### PROBLEM DESCRIPTION
Lines below containing the word "dark" should be copied out.

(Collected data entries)
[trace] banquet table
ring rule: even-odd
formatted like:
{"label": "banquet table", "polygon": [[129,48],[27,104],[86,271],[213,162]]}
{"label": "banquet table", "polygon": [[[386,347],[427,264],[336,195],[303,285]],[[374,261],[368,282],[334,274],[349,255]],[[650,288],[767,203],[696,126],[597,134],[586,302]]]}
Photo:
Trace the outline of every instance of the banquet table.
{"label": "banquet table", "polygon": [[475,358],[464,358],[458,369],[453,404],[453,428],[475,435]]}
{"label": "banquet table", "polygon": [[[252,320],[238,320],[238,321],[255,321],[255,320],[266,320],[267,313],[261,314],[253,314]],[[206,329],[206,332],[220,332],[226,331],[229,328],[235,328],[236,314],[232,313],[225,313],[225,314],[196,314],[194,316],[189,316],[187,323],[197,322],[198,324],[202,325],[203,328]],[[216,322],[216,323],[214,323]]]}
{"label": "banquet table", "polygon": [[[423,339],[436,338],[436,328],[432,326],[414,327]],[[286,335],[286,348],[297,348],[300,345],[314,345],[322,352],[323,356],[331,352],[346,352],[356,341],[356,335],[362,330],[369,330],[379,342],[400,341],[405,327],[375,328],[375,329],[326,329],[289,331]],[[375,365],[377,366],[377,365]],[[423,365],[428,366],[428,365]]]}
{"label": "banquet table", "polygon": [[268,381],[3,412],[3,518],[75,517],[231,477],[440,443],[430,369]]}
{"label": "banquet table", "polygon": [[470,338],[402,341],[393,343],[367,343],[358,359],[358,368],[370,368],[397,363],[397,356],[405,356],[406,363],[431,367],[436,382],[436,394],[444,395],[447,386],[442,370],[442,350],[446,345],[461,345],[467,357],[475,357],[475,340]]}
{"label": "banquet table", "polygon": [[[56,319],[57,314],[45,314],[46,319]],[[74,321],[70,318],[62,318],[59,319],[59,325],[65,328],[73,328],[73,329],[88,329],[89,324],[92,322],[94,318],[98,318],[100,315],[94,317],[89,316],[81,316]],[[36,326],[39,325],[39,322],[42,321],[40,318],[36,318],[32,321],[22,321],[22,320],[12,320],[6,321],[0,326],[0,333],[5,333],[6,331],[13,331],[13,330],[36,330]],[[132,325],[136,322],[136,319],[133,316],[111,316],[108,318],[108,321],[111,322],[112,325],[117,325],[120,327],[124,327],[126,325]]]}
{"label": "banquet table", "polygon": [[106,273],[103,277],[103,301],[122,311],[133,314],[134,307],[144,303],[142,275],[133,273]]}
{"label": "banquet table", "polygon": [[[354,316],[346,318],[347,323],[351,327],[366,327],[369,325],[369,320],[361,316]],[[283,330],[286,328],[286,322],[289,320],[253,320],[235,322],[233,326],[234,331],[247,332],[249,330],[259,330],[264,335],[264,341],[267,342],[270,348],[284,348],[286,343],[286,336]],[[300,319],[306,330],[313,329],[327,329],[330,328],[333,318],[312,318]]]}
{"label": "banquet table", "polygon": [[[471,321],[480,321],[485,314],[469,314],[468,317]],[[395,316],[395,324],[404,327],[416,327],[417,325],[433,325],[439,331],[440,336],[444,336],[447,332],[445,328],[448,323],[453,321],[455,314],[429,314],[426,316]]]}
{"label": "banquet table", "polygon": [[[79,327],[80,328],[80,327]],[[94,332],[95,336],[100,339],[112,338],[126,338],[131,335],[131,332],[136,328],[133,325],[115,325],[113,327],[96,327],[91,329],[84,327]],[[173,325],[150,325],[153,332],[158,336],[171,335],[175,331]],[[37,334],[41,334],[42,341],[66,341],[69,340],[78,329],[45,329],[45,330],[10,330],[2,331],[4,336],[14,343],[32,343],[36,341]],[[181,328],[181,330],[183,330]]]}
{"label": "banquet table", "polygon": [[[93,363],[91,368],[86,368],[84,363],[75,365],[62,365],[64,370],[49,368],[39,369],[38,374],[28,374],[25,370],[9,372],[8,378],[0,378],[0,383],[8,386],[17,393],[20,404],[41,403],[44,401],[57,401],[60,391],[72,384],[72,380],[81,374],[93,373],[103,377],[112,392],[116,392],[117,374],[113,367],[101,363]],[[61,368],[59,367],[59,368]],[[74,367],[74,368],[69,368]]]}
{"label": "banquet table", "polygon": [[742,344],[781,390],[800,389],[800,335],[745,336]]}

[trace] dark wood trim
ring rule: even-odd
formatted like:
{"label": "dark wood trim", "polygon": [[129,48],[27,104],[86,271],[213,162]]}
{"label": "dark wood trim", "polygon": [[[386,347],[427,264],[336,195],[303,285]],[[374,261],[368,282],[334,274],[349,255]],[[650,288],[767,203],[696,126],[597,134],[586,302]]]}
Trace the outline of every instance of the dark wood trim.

### ANSWER BELOW
[trace] dark wood trim
{"label": "dark wood trim", "polygon": [[129,48],[27,104],[86,271],[213,162]]}
{"label": "dark wood trim", "polygon": [[[386,347],[427,264],[336,195],[303,285]],[[374,261],[368,282],[334,274],[349,255]],[[650,288],[767,203],[696,126],[597,134],[586,302]]]}
Trace the outline of every instance of the dark wood trim.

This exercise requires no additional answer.